What you have to do:
Quote the lines from the line holding "on the broken" to the very end of the listing, exactly, and no others.
Begin Listing
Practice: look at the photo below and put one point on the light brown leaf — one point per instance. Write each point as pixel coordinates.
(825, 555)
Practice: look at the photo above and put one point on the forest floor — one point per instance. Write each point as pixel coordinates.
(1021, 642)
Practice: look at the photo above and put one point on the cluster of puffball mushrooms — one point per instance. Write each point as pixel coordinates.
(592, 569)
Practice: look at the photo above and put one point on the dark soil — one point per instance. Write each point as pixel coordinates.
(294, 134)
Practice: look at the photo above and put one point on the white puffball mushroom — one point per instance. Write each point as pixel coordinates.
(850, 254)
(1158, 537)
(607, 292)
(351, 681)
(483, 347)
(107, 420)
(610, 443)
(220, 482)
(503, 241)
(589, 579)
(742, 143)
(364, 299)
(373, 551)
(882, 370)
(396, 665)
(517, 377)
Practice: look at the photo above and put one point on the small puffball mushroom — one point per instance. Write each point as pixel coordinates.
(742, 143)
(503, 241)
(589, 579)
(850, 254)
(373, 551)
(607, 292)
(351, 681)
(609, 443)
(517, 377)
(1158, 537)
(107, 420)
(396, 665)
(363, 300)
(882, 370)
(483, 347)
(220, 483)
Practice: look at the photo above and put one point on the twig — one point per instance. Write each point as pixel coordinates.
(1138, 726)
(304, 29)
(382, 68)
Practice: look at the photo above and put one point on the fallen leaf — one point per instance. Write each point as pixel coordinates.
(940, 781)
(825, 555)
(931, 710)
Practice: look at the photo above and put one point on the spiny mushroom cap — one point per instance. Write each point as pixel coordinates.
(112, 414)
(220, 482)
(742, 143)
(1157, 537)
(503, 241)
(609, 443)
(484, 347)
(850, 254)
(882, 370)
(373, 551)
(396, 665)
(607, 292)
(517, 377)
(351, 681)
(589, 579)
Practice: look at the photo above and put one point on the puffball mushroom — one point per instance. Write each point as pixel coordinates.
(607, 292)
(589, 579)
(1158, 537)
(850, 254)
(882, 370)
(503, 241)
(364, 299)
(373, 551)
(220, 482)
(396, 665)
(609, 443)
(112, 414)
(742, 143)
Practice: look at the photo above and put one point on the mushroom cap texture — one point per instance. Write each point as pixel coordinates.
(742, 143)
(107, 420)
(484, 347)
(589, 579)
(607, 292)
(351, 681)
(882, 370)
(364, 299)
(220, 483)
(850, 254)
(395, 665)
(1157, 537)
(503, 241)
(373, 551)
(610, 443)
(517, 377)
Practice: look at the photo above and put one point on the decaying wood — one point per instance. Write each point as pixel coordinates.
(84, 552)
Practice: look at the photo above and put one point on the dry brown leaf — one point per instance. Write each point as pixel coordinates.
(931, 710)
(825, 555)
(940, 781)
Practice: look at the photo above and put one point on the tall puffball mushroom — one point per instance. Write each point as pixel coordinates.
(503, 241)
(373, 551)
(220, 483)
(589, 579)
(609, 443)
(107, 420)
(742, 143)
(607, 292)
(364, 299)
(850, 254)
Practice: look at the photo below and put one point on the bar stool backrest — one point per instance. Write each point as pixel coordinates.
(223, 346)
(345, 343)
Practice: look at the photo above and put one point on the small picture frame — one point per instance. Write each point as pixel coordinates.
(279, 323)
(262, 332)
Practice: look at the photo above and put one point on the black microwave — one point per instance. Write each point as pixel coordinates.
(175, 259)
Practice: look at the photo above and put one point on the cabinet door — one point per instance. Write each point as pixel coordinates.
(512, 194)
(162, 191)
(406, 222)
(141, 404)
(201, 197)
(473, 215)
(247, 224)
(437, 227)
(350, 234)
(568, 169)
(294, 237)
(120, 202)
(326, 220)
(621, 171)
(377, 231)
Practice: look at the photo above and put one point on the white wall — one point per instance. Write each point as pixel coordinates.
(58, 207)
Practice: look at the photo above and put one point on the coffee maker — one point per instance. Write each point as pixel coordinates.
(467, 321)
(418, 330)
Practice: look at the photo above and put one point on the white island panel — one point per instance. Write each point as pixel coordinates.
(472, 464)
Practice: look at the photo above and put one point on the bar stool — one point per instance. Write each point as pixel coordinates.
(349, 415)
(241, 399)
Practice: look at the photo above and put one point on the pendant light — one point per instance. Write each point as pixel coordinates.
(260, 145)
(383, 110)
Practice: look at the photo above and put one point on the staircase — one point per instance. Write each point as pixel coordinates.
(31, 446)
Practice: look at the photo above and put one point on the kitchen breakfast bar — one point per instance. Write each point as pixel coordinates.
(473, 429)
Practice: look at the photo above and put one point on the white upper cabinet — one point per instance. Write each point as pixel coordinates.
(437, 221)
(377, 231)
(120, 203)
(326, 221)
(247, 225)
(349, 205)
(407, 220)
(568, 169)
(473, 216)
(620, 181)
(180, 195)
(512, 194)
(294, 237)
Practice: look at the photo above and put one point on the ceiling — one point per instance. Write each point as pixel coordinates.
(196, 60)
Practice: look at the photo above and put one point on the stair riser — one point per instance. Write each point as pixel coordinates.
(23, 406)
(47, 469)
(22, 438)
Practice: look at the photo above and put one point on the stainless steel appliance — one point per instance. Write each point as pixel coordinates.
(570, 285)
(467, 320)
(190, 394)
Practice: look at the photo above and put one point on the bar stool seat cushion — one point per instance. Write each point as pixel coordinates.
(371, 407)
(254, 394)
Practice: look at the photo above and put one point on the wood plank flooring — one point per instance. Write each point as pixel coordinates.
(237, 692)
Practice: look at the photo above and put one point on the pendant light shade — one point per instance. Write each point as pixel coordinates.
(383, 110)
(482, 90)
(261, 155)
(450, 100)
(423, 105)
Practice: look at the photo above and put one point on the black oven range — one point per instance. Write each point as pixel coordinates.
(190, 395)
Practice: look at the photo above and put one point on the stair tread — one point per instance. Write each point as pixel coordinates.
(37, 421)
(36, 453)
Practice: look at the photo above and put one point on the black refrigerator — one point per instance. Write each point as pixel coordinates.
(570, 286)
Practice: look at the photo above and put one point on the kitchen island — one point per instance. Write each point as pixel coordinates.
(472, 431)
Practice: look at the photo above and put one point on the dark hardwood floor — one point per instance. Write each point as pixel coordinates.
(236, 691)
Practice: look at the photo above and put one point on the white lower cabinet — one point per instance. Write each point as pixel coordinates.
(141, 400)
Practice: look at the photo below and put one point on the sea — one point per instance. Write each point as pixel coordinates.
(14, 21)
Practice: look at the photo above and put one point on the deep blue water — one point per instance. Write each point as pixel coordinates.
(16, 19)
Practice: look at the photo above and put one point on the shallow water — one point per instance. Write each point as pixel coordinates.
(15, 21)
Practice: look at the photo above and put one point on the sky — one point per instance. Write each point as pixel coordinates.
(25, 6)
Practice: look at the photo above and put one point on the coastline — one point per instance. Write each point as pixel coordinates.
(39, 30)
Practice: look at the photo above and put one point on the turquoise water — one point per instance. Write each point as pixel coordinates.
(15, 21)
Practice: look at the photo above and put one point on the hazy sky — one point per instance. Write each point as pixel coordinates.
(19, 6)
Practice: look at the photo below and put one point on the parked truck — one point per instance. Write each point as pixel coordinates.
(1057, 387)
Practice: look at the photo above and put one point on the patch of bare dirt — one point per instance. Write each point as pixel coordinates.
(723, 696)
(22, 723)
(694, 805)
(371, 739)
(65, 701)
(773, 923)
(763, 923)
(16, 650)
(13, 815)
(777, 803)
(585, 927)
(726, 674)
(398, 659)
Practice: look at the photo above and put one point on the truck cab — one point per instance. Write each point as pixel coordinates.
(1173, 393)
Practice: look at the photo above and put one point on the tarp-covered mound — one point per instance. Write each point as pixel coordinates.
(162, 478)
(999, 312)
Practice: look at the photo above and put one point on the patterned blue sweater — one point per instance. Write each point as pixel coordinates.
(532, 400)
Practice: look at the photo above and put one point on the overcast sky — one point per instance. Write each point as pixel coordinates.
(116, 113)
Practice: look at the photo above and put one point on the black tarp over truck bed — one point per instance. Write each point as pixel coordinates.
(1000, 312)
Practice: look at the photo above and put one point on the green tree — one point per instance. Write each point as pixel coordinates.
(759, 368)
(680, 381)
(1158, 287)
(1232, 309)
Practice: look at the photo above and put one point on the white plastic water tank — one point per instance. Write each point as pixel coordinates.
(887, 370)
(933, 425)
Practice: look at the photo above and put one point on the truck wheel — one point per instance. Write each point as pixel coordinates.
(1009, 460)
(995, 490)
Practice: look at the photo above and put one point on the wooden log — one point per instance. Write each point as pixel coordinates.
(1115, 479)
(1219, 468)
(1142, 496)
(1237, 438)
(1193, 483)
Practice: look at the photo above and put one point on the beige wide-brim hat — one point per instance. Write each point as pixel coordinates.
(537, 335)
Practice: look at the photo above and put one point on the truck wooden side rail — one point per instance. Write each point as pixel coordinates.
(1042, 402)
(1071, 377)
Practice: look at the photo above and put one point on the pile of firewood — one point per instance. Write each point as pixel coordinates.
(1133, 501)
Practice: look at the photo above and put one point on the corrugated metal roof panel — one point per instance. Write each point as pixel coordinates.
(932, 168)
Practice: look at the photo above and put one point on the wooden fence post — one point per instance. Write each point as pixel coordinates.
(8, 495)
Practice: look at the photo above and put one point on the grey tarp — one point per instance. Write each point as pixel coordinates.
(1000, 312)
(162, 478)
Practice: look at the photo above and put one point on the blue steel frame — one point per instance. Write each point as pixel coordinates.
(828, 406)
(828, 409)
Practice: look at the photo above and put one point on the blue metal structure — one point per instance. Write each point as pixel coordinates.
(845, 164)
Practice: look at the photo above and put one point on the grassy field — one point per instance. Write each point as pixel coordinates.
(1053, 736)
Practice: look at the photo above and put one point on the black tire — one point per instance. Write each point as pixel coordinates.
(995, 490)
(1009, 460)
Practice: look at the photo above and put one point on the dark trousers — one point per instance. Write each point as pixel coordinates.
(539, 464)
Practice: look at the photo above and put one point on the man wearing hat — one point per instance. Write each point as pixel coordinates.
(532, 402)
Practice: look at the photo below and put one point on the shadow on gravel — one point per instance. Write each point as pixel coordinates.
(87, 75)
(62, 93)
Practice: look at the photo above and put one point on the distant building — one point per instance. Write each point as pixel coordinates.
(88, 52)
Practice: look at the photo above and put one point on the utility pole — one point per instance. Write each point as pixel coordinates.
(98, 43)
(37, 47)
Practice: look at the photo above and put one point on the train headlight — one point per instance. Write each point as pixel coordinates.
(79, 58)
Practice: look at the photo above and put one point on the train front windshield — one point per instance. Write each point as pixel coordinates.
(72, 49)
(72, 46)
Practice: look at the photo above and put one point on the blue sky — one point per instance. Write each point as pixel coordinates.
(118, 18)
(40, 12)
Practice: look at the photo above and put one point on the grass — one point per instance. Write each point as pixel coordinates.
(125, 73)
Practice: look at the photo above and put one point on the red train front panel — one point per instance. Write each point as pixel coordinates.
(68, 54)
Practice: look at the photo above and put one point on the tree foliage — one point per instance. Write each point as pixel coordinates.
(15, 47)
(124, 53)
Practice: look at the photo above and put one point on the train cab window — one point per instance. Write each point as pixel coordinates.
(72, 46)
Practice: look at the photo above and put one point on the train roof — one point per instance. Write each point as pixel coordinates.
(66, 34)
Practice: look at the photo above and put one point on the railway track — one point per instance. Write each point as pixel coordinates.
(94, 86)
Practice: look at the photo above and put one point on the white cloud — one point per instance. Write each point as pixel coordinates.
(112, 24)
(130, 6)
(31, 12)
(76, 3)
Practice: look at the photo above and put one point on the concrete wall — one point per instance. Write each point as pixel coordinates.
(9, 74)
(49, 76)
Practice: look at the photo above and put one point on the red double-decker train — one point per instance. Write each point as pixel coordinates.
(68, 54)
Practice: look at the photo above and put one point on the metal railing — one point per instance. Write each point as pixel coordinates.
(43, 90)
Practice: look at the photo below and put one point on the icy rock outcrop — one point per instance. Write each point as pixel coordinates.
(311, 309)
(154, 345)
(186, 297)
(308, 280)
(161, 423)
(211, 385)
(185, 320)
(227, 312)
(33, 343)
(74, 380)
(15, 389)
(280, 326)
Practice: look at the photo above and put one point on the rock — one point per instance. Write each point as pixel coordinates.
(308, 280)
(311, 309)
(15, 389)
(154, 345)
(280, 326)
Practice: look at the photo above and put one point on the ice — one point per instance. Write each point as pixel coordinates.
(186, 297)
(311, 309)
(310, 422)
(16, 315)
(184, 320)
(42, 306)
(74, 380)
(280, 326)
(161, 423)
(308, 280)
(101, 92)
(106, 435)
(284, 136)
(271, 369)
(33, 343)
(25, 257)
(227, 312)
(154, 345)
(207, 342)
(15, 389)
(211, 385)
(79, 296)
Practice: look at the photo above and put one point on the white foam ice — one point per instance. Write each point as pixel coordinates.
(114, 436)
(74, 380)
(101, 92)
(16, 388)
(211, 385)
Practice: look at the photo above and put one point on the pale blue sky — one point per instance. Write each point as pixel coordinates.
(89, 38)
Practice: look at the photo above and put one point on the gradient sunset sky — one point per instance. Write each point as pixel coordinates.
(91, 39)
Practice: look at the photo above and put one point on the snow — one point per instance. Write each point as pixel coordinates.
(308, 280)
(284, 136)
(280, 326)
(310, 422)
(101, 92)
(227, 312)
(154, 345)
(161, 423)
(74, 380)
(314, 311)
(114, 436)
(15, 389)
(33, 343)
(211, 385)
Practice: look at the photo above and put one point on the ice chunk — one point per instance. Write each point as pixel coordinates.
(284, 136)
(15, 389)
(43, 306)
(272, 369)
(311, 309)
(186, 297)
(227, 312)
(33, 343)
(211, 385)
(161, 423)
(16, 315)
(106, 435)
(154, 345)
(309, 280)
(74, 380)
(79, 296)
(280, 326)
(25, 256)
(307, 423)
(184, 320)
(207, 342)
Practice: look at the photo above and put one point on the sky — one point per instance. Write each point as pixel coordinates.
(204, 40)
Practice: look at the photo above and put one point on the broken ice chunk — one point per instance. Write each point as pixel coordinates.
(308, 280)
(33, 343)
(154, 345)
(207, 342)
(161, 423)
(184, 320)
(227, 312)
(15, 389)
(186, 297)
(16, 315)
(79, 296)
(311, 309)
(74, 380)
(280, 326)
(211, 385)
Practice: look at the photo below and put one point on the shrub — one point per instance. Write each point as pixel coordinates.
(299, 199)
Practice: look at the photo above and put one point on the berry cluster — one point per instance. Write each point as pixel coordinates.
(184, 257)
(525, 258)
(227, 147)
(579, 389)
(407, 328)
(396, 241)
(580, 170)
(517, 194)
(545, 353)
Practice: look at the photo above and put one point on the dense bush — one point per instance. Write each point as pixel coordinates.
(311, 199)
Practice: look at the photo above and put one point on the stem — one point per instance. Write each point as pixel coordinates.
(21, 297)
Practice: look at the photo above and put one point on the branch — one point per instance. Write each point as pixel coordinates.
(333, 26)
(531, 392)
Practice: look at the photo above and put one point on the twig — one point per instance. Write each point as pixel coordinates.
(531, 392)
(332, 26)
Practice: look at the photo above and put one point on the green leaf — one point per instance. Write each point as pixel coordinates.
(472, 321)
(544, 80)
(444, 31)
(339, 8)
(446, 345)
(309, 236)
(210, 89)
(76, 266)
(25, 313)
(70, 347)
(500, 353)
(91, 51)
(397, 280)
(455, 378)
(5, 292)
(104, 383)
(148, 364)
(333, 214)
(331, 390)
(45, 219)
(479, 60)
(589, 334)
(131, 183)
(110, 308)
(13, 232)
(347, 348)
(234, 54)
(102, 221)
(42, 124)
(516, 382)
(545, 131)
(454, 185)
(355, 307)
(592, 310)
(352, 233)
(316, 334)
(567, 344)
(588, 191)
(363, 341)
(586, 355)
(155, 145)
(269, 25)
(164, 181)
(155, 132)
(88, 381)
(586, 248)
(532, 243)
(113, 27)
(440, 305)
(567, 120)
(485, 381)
End Listing
Solution to this task:
Practice: look at the photo above and put one point on the broken ice chunk — one point per instance. Write each point as pixel coordinates.
(308, 280)
(33, 343)
(154, 345)
(207, 342)
(161, 423)
(184, 320)
(227, 312)
(15, 389)
(186, 297)
(16, 315)
(79, 296)
(311, 309)
(74, 380)
(280, 326)
(211, 385)
Practice: look at the photo below and put one point on the shrub — one point per instance. Write each point as pixel coordinates.
(299, 199)
Practice: look at the photo above and put one point on the berry cluster — one point per instance. Write each point as pixel coordinates.
(184, 257)
(525, 258)
(227, 147)
(579, 389)
(407, 328)
(396, 241)
(580, 170)
(517, 194)
(545, 353)
Practice: look at the photo above and put one point on the dense bush — one point per instance. Write each point as pixel coordinates.
(311, 199)
Practice: look at the photo above and put one point on the stem — one point per instance. Write each point as pixel coordinates.
(21, 297)
Practice: look at the photo above and put one point on the branch — one point per instance. Write each point as pixel coordinates.
(333, 26)
(531, 392)
Practice: look at the photo above and put one point on the twig — one point per instance. Write each point as pixel coordinates.
(531, 392)
(332, 26)
Practice: look at the photo above and put one point on the green leaf — one point per instance. Write each point as pixel coordinates.
(472, 321)
(544, 80)
(444, 31)
(339, 8)
(446, 345)
(309, 236)
(210, 89)
(76, 266)
(25, 313)
(70, 347)
(500, 353)
(91, 51)
(397, 280)
(455, 378)
(5, 292)
(104, 383)
(148, 364)
(333, 214)
(331, 390)
(45, 219)
(479, 60)
(589, 334)
(131, 183)
(110, 308)
(13, 232)
(347, 348)
(234, 54)
(102, 221)
(42, 124)
(516, 382)
(545, 131)
(454, 185)
(355, 307)
(592, 310)
(352, 233)
(316, 334)
(567, 344)
(588, 191)
(363, 341)
(586, 355)
(155, 145)
(269, 25)
(164, 181)
(155, 132)
(88, 381)
(586, 248)
(532, 243)
(113, 27)
(440, 305)
(567, 120)
(485, 381)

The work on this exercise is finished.